Work to complete —
Find each line in the records that contains the word "wooden" and copy those lines.
┌──
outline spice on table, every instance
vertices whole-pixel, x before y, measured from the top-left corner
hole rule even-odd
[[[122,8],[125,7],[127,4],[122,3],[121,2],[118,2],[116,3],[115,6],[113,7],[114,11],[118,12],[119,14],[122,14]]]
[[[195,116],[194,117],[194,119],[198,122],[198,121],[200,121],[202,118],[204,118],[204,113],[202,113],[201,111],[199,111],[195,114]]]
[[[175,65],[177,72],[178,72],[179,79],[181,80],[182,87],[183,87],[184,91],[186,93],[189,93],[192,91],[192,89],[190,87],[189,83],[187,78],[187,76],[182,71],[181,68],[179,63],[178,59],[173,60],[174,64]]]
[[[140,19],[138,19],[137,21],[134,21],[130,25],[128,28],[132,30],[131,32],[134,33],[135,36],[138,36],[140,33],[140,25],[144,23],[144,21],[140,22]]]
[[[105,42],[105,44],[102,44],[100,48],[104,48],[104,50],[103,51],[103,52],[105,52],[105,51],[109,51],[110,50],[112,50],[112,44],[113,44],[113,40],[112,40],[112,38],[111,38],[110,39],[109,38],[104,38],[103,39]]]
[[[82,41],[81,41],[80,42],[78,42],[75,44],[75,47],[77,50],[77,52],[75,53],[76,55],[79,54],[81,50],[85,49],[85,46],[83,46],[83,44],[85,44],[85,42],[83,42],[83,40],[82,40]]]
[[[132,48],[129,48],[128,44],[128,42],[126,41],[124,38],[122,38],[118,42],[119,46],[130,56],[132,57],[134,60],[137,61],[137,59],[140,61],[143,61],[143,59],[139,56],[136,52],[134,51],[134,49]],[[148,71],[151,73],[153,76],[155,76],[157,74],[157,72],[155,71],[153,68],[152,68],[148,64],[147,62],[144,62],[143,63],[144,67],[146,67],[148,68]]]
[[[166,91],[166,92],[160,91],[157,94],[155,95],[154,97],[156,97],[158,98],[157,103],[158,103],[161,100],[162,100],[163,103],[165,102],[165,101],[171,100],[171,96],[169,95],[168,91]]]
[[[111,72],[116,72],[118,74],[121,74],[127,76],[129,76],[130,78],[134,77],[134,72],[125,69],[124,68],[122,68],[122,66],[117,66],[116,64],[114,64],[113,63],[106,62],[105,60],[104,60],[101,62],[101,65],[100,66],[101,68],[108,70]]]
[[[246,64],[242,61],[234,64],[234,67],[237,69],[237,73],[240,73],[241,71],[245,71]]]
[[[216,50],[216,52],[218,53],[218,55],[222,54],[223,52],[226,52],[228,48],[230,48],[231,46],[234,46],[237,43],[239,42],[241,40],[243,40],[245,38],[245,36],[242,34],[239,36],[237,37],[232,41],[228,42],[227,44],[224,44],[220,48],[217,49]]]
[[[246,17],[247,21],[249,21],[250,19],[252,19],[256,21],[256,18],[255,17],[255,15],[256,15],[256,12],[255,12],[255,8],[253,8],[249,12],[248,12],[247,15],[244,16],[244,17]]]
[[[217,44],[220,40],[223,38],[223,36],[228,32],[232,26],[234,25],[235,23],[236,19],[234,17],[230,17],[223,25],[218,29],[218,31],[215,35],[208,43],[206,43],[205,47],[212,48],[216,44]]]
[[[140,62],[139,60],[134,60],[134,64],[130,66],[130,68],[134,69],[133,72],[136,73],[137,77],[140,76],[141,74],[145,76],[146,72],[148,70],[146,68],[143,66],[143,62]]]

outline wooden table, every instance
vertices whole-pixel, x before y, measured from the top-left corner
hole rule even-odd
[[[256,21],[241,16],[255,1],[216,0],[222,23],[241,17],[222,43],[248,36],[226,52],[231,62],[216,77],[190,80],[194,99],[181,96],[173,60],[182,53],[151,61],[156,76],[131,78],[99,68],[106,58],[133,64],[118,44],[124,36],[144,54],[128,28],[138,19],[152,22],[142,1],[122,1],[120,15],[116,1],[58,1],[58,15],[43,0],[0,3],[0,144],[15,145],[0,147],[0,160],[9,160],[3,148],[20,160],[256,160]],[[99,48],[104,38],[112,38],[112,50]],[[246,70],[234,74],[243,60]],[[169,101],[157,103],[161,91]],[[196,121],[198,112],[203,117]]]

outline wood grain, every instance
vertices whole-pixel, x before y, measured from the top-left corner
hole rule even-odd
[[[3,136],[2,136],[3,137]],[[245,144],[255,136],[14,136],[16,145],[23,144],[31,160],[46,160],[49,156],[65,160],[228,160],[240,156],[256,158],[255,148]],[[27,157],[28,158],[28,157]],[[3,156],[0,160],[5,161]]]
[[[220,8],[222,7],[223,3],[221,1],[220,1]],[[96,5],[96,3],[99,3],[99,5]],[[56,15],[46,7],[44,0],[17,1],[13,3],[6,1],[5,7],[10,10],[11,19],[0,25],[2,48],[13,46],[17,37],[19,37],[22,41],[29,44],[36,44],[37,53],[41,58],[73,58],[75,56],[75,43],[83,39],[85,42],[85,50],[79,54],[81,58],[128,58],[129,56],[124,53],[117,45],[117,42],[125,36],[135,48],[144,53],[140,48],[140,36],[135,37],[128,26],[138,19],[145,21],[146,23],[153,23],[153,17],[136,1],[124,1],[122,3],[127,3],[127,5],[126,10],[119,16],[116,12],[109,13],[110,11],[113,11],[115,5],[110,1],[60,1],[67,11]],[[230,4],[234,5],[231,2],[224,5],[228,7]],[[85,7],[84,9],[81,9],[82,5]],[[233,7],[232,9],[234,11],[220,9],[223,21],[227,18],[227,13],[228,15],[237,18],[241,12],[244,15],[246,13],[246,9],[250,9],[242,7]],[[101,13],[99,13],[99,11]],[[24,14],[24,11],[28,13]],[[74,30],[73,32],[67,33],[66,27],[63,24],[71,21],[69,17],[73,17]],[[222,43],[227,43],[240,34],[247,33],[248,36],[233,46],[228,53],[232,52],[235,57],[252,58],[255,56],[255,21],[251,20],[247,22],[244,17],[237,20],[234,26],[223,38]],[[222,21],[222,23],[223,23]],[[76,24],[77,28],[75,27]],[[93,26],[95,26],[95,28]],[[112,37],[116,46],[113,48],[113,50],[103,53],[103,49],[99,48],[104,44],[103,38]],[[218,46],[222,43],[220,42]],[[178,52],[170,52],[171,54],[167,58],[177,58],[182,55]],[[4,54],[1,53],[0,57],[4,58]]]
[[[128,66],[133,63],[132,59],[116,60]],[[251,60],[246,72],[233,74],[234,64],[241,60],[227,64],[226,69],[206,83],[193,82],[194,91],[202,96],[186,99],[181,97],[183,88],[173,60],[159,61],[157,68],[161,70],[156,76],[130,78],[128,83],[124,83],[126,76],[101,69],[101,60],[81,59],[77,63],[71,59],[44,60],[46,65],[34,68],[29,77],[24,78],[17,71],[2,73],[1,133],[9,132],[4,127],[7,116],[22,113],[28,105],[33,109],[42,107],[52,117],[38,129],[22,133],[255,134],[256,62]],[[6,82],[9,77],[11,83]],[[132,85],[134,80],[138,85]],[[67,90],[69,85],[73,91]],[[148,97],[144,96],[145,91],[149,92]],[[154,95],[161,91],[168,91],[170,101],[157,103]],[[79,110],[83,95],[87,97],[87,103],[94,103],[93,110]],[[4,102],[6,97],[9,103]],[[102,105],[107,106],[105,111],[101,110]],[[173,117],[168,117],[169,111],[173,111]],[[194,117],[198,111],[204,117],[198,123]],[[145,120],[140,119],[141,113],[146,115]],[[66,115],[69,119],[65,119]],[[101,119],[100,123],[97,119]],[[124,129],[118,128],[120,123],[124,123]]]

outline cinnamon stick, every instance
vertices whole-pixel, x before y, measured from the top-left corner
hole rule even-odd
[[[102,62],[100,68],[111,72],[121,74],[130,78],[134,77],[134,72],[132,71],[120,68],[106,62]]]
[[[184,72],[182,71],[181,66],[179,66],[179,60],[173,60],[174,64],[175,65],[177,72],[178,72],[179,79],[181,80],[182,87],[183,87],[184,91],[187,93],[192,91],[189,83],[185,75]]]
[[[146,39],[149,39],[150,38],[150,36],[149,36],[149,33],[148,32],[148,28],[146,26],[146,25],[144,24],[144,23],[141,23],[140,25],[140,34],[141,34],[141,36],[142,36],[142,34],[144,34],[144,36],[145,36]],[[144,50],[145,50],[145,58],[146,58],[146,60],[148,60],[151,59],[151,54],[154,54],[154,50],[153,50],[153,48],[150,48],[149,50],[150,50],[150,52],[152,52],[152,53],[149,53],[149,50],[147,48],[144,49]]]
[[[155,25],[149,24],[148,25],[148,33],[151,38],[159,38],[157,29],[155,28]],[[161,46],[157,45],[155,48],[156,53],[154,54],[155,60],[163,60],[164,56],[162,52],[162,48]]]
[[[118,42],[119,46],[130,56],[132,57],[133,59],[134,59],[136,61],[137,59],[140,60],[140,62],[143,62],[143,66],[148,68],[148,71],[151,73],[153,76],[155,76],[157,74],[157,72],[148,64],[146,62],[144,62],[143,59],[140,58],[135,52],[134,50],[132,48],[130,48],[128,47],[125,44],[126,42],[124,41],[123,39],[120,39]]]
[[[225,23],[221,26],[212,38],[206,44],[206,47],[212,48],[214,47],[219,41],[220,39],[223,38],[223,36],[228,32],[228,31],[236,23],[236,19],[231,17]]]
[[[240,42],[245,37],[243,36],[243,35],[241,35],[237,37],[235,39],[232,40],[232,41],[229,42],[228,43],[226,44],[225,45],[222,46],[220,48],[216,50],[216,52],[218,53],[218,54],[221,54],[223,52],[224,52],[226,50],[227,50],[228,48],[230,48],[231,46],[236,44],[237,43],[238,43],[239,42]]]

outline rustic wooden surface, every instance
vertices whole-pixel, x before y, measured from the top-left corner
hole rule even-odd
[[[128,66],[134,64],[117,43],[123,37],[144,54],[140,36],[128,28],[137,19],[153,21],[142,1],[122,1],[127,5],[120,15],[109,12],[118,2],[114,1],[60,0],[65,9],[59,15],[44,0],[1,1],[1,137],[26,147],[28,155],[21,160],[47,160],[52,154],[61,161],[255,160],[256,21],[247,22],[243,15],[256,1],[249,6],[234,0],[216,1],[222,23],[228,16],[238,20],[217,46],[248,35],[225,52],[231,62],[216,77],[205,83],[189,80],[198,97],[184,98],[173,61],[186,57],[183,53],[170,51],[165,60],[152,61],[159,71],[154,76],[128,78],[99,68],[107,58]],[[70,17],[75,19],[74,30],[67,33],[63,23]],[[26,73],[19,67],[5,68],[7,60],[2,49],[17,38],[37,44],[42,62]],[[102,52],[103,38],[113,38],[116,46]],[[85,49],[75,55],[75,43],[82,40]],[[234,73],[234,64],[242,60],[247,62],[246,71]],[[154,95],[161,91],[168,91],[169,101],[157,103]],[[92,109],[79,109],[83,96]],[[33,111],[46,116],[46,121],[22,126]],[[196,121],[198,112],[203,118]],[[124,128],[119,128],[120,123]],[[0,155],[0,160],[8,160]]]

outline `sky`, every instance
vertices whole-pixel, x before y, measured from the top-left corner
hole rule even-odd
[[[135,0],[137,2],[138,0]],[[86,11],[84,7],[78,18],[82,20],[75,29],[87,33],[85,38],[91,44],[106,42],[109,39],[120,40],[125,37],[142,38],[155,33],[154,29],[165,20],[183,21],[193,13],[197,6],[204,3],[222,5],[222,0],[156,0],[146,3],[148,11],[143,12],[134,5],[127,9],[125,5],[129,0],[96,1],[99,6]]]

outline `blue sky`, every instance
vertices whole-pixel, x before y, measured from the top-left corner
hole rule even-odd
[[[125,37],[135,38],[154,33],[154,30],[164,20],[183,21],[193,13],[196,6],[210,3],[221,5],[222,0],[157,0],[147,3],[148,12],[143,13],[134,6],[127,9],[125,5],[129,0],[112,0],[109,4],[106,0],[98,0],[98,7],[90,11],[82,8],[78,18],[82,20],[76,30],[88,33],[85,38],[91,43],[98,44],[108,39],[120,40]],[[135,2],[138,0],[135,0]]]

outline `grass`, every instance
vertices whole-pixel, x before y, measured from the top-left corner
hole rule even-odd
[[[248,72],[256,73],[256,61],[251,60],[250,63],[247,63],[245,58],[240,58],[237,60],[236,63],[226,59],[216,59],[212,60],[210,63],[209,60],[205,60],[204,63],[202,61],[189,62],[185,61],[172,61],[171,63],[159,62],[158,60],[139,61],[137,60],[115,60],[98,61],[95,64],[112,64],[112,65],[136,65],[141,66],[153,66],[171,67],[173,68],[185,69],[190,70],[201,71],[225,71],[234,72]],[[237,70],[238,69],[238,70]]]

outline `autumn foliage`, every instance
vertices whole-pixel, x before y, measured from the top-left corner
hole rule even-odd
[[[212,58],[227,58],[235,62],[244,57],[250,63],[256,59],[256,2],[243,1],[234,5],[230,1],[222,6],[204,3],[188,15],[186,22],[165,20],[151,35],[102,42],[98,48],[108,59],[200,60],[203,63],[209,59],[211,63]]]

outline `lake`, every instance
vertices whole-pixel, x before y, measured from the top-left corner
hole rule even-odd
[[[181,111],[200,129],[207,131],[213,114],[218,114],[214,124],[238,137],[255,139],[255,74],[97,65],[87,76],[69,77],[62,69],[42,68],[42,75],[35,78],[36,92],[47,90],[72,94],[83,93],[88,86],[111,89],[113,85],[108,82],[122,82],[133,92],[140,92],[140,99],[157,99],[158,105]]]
└──
Reply —
outline wooden table, every instance
outline rustic wooden surface, every instance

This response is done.